◆ DATA IN THIS EXERCISE:
*****

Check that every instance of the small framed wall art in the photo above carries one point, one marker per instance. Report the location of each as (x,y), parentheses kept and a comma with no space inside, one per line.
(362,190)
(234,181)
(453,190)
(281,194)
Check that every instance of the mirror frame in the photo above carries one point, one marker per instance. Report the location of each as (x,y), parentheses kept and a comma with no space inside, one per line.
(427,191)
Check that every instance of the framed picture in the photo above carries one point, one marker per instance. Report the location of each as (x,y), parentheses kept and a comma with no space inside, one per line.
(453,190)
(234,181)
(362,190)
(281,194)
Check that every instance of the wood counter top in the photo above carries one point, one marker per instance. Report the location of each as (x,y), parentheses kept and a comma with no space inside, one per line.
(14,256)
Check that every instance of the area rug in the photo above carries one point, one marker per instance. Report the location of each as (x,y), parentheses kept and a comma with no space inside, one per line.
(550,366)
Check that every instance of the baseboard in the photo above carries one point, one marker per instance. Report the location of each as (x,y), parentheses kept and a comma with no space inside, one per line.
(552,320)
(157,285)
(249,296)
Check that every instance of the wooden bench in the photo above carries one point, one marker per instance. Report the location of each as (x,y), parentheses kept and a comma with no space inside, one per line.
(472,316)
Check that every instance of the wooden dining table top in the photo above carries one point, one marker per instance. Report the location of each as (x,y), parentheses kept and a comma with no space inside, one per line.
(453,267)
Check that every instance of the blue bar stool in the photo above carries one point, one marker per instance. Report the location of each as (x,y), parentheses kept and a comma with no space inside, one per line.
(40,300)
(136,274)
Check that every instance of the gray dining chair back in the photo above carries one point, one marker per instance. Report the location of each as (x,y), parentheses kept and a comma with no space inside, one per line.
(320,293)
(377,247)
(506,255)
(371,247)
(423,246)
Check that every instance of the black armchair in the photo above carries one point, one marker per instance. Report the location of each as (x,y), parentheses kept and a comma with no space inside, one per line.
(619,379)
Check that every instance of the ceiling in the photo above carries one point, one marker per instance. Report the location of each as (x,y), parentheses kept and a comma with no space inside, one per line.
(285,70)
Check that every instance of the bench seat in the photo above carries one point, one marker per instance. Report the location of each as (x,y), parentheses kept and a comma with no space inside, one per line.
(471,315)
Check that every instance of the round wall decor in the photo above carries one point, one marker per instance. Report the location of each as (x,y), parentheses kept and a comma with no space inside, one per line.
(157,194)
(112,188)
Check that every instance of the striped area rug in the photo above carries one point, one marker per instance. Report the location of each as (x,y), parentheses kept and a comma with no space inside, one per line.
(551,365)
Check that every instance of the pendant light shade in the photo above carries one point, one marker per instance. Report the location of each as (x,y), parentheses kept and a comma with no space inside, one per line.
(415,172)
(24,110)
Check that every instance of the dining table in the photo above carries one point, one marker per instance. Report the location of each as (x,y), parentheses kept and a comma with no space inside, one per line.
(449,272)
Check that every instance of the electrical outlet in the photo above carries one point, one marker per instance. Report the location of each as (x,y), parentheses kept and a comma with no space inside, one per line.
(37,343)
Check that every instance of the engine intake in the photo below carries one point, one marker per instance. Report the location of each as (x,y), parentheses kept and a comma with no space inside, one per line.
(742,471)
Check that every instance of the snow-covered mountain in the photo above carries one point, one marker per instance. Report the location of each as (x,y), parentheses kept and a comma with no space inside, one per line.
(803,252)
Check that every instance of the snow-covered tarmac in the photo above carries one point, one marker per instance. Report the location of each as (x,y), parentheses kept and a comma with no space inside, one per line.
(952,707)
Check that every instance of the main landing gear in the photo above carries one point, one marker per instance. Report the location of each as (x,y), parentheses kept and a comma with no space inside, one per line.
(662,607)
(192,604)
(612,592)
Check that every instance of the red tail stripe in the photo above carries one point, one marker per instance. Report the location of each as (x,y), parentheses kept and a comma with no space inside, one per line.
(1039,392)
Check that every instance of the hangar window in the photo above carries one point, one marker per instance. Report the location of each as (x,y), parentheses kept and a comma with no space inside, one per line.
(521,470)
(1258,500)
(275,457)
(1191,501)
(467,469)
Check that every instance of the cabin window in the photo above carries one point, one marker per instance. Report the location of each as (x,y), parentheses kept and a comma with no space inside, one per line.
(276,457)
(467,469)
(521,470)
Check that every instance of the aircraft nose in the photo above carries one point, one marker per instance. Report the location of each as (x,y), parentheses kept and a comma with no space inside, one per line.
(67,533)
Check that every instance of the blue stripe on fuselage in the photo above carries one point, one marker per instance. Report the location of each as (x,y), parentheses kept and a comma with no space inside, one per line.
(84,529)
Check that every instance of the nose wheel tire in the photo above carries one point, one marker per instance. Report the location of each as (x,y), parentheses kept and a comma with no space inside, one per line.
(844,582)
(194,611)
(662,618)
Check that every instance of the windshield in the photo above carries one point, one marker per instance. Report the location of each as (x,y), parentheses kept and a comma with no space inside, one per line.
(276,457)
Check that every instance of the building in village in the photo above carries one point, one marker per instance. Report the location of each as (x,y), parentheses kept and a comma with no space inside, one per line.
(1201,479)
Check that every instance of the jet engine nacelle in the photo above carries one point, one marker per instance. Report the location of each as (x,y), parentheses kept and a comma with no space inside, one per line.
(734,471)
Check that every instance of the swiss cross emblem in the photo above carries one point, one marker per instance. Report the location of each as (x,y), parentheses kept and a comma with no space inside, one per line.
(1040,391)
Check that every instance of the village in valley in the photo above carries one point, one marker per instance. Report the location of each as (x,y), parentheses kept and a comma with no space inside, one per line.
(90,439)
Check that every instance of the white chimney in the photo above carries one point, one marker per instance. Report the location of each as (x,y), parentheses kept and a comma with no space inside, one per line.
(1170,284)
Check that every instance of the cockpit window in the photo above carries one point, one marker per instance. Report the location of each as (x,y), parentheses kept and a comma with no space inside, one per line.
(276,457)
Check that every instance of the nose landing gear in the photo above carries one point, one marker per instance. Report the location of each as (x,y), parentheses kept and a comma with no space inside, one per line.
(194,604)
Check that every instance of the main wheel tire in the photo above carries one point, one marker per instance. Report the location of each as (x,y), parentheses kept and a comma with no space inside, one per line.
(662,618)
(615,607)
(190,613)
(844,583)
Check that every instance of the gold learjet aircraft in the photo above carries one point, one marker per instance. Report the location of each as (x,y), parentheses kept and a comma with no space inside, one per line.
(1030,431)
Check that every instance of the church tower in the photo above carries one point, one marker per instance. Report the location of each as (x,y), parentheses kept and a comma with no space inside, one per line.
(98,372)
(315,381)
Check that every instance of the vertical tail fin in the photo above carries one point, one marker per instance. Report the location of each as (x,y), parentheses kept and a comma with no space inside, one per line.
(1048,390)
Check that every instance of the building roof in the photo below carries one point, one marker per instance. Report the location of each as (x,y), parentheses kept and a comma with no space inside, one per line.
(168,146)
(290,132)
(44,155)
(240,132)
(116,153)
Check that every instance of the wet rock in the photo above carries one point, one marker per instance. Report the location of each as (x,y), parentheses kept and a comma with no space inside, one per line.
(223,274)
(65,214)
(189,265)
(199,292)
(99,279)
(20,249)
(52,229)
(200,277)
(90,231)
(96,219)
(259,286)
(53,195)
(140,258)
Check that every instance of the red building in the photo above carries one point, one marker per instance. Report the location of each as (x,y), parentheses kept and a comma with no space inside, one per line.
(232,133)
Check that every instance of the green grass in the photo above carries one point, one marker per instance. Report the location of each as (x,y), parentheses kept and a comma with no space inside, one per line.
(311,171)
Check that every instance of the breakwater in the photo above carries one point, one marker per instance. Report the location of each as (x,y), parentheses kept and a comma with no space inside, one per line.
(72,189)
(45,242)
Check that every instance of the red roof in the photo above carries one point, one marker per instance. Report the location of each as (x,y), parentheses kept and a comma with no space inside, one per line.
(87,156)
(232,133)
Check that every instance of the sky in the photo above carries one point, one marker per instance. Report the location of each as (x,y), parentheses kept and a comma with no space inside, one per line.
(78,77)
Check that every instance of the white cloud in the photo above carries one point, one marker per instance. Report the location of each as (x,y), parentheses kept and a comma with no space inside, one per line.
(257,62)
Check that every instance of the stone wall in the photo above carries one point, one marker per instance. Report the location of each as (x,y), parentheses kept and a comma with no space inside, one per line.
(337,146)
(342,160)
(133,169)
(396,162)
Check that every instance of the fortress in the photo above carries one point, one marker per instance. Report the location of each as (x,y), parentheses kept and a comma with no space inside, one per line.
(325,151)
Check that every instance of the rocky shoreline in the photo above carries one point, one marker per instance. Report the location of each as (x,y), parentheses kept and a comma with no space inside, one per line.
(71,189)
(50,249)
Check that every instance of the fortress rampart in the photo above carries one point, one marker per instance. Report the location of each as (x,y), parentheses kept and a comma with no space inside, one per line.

*****

◆ WHAT TO PRODUCE: Beginning at the line that holds "Check that every instance of the rocky", reproduce each line of the records above down to and including the last one.

◆ TASK SOLUTION:
Check that every instance of the rocky shoreline in the photo above carries one point, one marker per instance. Report the location of each as (x,y), parentheses kept and a comma with no space inside, one per line.
(71,189)
(50,249)
Check that every instance of the fortress rampart in the photo above carries one point, one marker per instance. Report the location of each as (x,y), parentheses kept and a comma with no space inside, one per line.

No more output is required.